:: INPUT FOR THIS TASK ::
▬▬▬▬▬▬

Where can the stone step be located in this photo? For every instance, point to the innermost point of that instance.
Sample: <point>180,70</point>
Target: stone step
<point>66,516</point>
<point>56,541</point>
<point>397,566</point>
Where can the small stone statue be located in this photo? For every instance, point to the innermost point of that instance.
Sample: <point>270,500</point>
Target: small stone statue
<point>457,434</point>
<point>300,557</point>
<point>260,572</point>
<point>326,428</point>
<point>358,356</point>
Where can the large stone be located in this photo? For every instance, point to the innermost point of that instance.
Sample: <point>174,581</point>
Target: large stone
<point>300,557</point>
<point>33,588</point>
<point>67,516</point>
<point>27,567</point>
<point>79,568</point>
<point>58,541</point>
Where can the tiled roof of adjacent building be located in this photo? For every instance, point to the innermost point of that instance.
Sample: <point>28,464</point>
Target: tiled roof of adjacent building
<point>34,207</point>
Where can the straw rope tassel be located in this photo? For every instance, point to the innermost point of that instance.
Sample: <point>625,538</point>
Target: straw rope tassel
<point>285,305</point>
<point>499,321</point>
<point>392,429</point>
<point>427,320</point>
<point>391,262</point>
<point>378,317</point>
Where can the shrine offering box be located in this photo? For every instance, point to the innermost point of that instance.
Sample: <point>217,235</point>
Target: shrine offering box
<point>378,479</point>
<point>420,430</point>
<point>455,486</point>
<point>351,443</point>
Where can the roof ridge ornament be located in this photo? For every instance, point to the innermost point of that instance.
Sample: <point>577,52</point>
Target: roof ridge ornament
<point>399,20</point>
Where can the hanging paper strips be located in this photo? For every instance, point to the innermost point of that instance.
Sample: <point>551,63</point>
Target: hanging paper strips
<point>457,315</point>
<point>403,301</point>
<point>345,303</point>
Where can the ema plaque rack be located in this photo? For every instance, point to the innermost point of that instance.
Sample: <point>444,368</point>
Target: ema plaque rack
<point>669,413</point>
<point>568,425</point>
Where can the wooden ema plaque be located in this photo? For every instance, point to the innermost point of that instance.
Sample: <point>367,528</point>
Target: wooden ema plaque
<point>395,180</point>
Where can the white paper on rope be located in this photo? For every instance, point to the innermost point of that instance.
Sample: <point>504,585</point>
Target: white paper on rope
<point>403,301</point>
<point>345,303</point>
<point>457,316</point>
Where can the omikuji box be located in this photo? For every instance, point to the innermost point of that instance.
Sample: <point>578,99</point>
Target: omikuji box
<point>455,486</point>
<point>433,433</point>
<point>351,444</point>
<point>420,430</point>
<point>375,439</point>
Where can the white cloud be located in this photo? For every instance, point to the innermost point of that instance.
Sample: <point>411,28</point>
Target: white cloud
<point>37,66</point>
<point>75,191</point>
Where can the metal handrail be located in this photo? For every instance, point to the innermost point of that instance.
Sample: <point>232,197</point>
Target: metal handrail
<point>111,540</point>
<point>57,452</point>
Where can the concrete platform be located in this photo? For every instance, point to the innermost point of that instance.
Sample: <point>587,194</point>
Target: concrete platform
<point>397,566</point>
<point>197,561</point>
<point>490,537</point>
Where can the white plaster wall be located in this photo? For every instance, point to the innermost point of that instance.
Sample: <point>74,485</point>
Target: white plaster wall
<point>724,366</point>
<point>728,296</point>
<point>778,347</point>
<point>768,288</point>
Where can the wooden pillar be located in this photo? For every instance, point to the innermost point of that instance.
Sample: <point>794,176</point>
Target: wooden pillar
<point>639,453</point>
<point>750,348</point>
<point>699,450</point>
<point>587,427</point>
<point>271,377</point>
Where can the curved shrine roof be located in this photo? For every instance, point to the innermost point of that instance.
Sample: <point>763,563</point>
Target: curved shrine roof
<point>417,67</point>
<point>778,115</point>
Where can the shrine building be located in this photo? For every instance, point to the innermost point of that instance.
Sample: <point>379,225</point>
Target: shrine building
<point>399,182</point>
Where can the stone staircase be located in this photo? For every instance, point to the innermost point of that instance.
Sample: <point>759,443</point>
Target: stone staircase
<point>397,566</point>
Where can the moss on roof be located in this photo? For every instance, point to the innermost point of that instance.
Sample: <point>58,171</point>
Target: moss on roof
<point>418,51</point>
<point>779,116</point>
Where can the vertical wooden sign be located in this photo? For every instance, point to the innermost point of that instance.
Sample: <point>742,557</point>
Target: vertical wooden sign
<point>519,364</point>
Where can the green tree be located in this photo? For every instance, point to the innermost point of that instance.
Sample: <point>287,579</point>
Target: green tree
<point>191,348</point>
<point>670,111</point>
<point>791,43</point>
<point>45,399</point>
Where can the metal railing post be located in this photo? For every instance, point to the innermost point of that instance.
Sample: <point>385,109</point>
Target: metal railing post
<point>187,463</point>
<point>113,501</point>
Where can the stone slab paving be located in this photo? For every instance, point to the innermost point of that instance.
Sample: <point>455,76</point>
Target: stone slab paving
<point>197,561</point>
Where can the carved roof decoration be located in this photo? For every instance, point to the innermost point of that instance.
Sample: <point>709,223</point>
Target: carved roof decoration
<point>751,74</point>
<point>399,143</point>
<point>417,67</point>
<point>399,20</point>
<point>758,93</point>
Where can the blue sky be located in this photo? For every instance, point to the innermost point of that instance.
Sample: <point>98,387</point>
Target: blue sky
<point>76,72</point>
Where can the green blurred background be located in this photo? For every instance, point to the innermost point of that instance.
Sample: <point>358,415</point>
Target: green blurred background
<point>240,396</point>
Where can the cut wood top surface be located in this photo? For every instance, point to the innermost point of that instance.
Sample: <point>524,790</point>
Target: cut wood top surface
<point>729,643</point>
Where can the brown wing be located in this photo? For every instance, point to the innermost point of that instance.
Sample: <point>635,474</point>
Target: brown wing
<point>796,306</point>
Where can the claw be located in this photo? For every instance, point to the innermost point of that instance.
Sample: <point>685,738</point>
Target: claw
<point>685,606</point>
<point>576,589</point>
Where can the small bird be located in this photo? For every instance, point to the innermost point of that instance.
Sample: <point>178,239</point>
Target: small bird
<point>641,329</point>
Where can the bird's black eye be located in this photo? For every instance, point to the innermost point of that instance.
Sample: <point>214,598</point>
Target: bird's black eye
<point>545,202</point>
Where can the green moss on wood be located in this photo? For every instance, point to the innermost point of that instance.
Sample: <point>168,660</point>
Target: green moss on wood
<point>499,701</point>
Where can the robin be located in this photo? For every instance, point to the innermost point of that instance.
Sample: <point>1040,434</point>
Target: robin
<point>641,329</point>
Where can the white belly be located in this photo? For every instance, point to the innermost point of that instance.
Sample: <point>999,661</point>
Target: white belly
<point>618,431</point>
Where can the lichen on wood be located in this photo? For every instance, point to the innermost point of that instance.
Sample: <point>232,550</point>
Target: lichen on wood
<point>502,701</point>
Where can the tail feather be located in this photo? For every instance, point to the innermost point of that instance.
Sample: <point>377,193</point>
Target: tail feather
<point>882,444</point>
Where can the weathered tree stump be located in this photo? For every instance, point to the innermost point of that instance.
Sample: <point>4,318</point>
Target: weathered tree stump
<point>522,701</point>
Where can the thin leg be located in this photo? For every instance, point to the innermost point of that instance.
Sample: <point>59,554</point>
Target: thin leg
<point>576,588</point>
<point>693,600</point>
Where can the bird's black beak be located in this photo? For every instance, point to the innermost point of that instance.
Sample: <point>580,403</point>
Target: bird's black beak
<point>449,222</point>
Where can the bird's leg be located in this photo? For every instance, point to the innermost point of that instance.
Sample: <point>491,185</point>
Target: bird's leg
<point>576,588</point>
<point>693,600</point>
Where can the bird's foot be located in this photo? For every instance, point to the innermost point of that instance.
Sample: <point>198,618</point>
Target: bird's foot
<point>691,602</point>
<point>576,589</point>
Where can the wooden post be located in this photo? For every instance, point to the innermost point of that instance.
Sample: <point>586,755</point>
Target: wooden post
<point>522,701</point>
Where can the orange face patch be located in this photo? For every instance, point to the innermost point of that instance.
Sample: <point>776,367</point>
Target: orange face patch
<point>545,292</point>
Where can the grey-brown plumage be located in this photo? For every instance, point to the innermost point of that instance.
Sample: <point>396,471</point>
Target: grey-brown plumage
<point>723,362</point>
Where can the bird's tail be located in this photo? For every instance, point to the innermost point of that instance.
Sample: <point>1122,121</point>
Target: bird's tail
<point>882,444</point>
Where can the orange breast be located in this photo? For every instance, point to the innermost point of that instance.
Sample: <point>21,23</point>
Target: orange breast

▬▬▬▬▬▬

:: PROBLEM ::
Copy everything from the line with "Where can the grey-brown" down to the end of the data, putting "tail feathers" in place of "bird's tail" and leaving all else as it is.

:: CORRECT ANSWER ::
Where can the grey-brown plumage be located in this photo? For every instance, point to the innermost point of that instance.
Sample: <point>396,471</point>
Target: grey-brown plumage
<point>723,362</point>
Where can the tail feathers be located in this photo? For every instance, point to the innermost point of that instance.
Sample: <point>1122,121</point>
Target: tail feathers
<point>882,444</point>
Where can the orange breast be located in this photo? For every instance, point to the innermost point of that instance.
Sample: <point>21,23</point>
Target: orange breast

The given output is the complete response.